(Named object pointing records)

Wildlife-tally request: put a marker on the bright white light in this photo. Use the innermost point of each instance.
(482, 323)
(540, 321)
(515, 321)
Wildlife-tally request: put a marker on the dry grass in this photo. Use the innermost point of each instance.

◆ **Work to do**
Swap "marker" for "pin" everywhere in the records, and write out all the lines again with nothing else changed.

◆ **Task answer**
Wildlife-tally request: put a pin on the bright white light in this photo. Use the innermost point of each instance.
(482, 323)
(540, 321)
(515, 321)
Wildlife-tally request: put a pin on the dry grass in this photo. Use the innermost point of each instance.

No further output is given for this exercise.